### TASK DETAILS
Copy the stretch from the line containing "sleeve in the image above." through the end of the records, substituting "Find" for every "Locate" and leaving everything else unchanged.

(Saved entries)
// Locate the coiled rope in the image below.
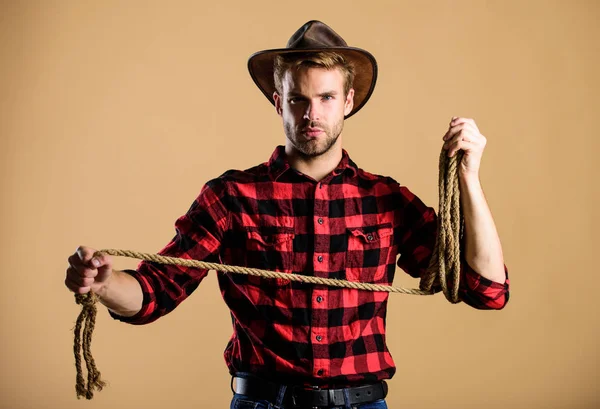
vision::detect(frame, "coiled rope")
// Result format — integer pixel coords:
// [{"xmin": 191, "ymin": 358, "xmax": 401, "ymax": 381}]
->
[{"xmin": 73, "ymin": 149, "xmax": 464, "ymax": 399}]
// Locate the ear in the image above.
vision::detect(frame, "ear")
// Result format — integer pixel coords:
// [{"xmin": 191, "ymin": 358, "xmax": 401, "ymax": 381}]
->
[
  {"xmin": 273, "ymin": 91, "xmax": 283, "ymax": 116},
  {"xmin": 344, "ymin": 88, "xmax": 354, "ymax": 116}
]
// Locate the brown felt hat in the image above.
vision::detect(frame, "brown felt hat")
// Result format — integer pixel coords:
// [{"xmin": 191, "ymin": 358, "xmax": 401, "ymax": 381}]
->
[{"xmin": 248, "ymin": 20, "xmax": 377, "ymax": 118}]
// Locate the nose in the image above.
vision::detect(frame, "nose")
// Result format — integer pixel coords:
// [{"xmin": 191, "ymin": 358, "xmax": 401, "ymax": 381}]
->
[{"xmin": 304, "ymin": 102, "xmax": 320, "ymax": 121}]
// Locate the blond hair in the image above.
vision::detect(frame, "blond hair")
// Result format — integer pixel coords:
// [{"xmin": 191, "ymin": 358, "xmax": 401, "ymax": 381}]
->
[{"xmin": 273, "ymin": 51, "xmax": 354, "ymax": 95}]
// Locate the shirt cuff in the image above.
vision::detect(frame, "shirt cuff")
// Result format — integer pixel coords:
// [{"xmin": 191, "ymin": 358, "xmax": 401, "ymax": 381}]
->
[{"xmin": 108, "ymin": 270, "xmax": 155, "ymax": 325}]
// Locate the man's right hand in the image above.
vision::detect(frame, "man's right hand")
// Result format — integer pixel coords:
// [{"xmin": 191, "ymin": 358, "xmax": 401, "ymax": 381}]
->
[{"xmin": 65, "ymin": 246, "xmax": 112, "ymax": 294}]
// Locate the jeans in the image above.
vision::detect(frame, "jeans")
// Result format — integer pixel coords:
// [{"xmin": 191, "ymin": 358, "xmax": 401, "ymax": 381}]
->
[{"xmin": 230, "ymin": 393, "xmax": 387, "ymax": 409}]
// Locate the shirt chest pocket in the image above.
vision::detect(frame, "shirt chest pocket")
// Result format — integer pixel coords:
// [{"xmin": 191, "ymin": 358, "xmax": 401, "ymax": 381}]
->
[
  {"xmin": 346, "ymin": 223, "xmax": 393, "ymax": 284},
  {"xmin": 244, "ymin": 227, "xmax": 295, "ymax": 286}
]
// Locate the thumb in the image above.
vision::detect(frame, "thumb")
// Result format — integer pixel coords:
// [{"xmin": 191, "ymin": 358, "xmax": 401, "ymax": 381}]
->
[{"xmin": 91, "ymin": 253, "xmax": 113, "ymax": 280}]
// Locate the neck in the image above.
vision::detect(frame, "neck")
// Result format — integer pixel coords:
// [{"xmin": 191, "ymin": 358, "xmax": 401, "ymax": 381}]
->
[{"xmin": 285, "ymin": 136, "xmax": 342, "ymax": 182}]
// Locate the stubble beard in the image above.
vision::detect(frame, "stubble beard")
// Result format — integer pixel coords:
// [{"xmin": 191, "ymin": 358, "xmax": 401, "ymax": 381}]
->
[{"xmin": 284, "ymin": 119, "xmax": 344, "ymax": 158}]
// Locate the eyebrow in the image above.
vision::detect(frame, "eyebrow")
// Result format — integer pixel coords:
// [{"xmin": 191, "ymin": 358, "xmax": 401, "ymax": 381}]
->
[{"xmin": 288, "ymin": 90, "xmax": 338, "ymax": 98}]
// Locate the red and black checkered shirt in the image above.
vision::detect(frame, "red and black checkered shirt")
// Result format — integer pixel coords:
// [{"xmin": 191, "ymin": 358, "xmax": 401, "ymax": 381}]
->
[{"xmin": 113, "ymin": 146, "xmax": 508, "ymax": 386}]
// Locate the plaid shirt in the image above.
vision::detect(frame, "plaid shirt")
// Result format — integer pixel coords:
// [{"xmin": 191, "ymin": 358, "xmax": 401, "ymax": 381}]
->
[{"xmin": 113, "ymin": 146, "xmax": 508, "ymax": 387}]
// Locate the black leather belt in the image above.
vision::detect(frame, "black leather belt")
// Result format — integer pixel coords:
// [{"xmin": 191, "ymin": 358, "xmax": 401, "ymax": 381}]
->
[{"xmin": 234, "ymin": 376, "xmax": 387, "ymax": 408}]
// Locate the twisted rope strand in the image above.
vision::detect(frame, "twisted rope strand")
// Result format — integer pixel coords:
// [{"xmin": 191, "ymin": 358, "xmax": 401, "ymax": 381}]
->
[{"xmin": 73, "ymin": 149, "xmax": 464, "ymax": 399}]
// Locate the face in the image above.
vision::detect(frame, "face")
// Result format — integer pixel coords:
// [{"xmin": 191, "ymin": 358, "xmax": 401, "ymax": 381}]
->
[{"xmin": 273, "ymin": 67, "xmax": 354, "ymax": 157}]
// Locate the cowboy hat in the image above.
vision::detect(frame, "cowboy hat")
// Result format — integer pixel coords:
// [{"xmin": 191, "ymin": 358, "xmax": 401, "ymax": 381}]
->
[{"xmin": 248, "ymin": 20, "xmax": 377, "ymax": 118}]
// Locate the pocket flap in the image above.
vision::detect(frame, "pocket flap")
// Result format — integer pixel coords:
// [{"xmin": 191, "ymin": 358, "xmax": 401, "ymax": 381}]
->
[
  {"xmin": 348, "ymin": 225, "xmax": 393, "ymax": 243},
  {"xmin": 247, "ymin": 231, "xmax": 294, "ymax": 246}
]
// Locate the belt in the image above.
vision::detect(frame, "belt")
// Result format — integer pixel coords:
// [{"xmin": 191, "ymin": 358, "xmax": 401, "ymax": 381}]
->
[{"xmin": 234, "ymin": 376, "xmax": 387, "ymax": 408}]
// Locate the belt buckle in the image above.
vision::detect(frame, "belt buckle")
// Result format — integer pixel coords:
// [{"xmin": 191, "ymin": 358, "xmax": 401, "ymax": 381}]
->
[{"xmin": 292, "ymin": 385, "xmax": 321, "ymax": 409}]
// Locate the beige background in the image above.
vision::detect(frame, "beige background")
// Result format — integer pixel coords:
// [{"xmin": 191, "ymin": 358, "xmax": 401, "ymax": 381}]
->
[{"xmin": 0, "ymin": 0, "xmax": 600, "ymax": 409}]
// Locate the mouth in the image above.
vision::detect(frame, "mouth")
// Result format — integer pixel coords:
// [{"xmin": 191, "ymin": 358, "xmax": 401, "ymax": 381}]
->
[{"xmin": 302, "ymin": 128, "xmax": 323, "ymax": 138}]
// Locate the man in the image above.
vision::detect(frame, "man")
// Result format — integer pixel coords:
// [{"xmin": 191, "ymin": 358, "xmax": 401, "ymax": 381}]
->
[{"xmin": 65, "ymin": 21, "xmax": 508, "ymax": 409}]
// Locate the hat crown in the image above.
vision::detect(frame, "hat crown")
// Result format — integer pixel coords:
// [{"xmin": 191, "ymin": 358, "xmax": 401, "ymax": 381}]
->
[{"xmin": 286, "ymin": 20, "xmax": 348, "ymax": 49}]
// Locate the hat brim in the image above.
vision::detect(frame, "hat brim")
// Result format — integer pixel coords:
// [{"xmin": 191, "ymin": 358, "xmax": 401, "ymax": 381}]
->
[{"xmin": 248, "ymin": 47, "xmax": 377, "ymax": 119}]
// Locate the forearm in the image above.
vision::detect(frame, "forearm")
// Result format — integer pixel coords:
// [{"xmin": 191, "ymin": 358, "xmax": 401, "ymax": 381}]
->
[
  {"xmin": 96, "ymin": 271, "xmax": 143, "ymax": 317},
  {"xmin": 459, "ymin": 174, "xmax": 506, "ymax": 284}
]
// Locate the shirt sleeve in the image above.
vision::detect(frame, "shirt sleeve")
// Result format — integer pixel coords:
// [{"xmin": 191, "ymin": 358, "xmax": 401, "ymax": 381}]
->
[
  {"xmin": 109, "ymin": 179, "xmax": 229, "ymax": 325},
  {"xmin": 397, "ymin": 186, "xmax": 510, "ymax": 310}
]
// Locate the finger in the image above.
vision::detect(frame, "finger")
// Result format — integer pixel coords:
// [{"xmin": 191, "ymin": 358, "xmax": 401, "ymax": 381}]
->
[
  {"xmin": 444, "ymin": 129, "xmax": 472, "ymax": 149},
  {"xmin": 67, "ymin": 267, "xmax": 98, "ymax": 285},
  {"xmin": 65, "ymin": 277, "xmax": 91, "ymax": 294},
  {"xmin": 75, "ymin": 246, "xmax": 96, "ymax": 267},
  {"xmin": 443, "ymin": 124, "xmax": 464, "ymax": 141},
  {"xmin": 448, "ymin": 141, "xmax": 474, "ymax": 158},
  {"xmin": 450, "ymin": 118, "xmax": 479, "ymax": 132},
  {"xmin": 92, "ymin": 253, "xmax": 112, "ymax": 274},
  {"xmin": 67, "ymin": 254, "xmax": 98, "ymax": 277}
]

### ANSWER TO THE PROBLEM
// Find the shirt sleeve in the image above.
vision::detect(frame, "shirt sleeve")
// Result format — integer pixel coords:
// [{"xmin": 191, "ymin": 358, "xmax": 401, "ymax": 381}]
->
[
  {"xmin": 109, "ymin": 179, "xmax": 229, "ymax": 325},
  {"xmin": 397, "ymin": 186, "xmax": 510, "ymax": 310}
]
// Find the finger in the image above.
vision::detect(frame, "finger")
// Result format — integer pixel coords:
// [{"xmin": 191, "ymin": 358, "xmax": 401, "ymax": 381}]
->
[
  {"xmin": 444, "ymin": 129, "xmax": 472, "ymax": 149},
  {"xmin": 67, "ymin": 267, "xmax": 98, "ymax": 285},
  {"xmin": 65, "ymin": 277, "xmax": 91, "ymax": 294},
  {"xmin": 75, "ymin": 246, "xmax": 96, "ymax": 267},
  {"xmin": 443, "ymin": 124, "xmax": 464, "ymax": 141},
  {"xmin": 448, "ymin": 141, "xmax": 474, "ymax": 158},
  {"xmin": 450, "ymin": 118, "xmax": 479, "ymax": 132},
  {"xmin": 92, "ymin": 253, "xmax": 112, "ymax": 274},
  {"xmin": 67, "ymin": 254, "xmax": 98, "ymax": 277}
]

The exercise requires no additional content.